- WHAT THE TASK REQUIRES:
Beginning with the line where "For every instance of the curb, the" appears, retype every remaining line of the data below, both the first and last included.

------------------------

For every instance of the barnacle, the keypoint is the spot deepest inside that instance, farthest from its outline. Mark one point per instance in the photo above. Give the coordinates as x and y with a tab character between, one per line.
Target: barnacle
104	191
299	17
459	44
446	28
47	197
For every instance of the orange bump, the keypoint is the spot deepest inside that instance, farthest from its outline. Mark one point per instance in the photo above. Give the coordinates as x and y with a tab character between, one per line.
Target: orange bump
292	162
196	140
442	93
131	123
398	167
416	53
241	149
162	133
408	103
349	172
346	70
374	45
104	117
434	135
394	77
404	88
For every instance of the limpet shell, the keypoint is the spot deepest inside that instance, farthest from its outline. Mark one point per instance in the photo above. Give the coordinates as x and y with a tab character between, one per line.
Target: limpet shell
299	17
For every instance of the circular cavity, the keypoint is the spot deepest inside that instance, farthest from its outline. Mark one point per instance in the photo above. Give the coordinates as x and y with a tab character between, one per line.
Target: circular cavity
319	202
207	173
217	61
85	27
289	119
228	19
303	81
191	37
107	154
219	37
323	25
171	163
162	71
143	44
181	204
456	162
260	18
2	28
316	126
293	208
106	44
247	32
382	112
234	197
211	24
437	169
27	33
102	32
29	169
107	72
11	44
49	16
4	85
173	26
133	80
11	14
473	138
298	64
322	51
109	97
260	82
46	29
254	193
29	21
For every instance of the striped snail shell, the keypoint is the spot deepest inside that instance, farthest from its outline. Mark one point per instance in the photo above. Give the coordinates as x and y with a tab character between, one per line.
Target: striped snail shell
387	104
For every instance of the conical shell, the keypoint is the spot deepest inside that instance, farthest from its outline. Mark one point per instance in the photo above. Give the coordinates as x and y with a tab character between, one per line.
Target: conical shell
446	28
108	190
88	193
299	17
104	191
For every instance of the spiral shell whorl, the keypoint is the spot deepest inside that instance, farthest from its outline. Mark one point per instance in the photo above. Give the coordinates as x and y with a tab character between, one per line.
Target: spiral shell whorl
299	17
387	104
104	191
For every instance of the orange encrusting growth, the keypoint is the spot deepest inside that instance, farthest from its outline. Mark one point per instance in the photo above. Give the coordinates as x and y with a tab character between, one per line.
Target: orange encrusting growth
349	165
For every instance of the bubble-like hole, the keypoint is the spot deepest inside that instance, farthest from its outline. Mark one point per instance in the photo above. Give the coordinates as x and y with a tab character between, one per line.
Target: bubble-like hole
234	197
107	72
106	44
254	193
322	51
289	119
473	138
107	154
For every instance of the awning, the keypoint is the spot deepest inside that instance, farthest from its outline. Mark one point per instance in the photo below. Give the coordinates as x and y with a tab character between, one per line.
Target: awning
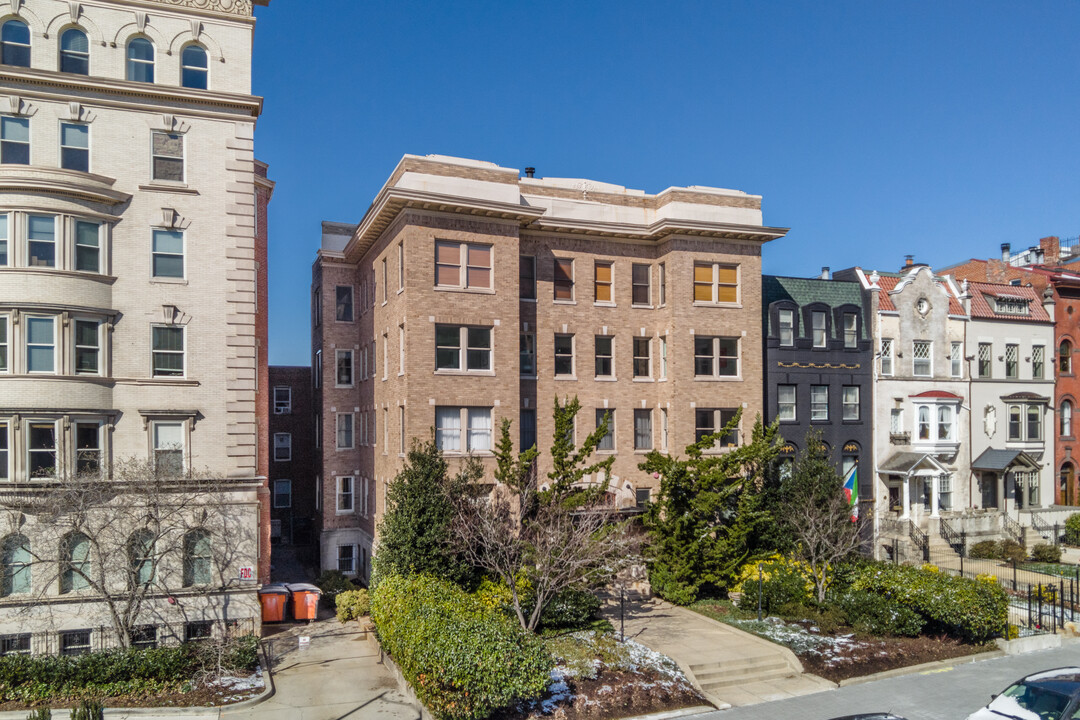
905	463
1000	461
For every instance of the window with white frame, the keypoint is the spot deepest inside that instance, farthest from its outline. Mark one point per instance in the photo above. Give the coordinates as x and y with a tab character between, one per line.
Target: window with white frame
715	283
41	241
643	357
464	266
643	429
818	328
921	357
88	347
956	360
88	246
715	357
527	354
169	448
475	422
819	403
642	284
283	493
886	356
166	256
462	349
851	406
604	355
41	449
282	399
75	147
166	150
167	351
785	325
343	364
282	447
564	355
345	431
345	496
40	344
14	140
785	403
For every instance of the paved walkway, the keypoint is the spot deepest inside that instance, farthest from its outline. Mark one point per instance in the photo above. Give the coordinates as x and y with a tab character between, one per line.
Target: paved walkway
338	676
729	666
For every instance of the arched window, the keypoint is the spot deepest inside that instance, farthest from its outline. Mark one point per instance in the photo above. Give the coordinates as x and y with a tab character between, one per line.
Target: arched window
194	67
75	555
15	558
197	558
140	554
15	43
140	60
75	52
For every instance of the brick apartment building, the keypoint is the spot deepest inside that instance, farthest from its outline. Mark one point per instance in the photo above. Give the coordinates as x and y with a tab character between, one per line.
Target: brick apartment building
469	294
132	306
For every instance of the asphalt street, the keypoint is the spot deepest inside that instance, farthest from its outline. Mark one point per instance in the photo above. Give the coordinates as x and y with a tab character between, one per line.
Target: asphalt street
950	693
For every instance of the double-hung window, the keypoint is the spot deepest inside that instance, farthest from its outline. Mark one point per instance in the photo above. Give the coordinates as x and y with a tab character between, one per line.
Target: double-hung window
714	283
167	353
475	341
75	147
564	355
88	347
921	358
851	406
41	344
563	284
167	254
41	241
14	140
282	447
643	357
466	266
640	280
166	150
603	282
88	246
819	402
785	322
785	403
605	364
643	429
715	357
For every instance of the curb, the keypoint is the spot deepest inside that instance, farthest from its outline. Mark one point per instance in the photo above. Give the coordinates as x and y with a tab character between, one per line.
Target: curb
934	666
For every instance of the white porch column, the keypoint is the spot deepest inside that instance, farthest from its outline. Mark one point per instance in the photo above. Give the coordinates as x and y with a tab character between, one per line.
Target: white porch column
934	489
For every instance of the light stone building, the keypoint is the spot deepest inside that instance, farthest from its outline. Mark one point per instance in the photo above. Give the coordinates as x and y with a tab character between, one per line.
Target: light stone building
130	268
469	294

------------------------

- RESPONSE TO THE EXERCISE:
For every instance of the curb, the keypoint is the spot deepest inside that instance, farthest from its outline. Mark one point per instance in the photo above. Give the coordinates as x and y with a tab character between, one per line.
Target: curb
934	666
For every instance of the white porch column, the keypoint is the spot deepest inside that instance, farthest from its outline. Mark one point per instance in the photo above. Give the coordinates as x and y with a tab character between, one per line.
Target: white porch column
934	489
For every instance of the light stone building, the keypoint is the spot deepest inside that instance, farthest from its outline. Mark one point per instance in the photo above. Give the coordinates as x and y with a tab character between, one per line.
Target: light stone building
130	268
469	294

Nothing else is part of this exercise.